Provided text:
--- Begin ---

Paris, March 15, 2012

Restaurant chain Groupe Flo, which owns some of the most famous restaurants in France, will try to lure cash-strapped consumers with low prices and loyalty offers to counter the effects of the economic crisis, its chief executive said.

The owner of prestigious Parisian brasseries such as La Coupole and Le Vaudeville was badly hit by the 2007-2008 subprime crisis, with its stock price tanking from more than 13 euros a share to less than 2 euros early in 2009.

Its market value now stands at 174 million euros ($227 million).

A gradual recovery in 2009-2010 was hit by the euro zone crisis, with sales going downhill again from August 2011.

Sales have picked up again from this month, the CEO said, as the worst of the European crisis seems to be over.

"We want to have an aggressive commercial strategy because there is a real purchasing power problem today, particularly because of rising fuel prices," Dominique Giraudier told Reuters in an interview.

Giraudier now expects consolidated sales in the first quarter to fall 1-2 per cent, compared with a 5-10 per cent drop observed in the overall French restaurant market. Groupe Flo operates 310 restaurants in France.

--- End ---

Data provided:
--- Begin ---

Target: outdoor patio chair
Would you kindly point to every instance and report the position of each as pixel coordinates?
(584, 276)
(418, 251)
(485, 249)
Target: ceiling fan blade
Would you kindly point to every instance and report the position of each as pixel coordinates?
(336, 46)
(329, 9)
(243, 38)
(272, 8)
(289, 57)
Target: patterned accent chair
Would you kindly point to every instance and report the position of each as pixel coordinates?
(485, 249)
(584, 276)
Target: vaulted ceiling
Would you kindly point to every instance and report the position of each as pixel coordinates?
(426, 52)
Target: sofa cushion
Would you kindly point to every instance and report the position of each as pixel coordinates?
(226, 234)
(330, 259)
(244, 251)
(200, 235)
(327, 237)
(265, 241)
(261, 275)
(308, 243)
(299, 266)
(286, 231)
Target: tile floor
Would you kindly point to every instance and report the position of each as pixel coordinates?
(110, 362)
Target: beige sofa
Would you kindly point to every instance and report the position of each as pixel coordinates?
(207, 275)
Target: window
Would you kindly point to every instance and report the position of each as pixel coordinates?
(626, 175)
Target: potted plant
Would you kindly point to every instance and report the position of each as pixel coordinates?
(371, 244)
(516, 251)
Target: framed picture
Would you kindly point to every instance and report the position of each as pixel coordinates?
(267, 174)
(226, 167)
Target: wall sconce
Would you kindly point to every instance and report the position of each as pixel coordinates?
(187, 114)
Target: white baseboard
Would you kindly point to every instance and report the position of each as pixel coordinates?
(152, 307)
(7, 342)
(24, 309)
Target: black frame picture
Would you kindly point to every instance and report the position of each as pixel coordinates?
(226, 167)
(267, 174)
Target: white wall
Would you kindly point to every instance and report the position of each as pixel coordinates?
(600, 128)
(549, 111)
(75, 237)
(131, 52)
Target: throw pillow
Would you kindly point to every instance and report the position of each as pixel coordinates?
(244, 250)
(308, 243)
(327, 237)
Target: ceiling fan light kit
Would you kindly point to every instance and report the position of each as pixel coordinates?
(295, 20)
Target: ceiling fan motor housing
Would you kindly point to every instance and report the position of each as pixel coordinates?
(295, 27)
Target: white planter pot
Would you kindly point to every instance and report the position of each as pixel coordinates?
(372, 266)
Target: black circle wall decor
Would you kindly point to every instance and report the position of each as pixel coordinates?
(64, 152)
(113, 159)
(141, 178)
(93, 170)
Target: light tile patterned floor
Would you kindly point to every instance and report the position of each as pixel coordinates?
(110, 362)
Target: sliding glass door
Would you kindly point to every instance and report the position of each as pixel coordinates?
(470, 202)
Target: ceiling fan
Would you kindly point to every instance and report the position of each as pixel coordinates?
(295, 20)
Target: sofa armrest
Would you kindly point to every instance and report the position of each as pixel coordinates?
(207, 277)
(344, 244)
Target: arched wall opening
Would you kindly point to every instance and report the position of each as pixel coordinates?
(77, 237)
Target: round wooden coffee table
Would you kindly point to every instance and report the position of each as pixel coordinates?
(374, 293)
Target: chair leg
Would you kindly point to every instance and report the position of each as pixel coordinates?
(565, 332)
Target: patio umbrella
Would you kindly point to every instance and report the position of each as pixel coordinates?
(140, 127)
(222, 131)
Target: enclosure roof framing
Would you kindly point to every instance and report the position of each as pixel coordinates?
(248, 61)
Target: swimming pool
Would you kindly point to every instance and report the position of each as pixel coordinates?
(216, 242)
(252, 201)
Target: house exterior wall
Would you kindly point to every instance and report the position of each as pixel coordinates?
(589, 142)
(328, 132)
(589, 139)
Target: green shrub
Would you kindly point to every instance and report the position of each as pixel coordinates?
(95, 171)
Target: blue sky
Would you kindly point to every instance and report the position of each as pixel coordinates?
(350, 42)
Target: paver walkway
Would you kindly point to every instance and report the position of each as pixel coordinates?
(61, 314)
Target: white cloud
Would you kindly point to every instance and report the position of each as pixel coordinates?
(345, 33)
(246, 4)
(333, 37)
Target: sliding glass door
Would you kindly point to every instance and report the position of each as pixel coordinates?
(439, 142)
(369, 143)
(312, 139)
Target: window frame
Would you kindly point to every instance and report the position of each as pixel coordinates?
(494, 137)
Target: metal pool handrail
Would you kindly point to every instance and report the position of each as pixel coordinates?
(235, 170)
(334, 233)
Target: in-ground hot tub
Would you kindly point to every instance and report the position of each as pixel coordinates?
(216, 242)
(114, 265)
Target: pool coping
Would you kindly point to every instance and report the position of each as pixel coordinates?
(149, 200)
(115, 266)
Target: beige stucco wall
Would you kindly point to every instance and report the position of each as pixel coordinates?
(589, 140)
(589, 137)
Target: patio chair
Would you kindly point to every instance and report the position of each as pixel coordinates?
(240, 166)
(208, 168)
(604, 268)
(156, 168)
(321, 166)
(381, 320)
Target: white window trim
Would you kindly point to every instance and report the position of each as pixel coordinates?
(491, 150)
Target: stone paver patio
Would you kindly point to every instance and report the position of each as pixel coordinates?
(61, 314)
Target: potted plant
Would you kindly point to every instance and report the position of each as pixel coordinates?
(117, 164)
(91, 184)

--- End ---

Tasks to complete:
- a) According to the Groupe Flo article, how many restaurants does the chain operate in France?
- b) How many lines of the records contain the string "picture", matching case exactly? Give only the number.
The records are unrelated to the text.

Completed exercise:
- a) 310

- b) 2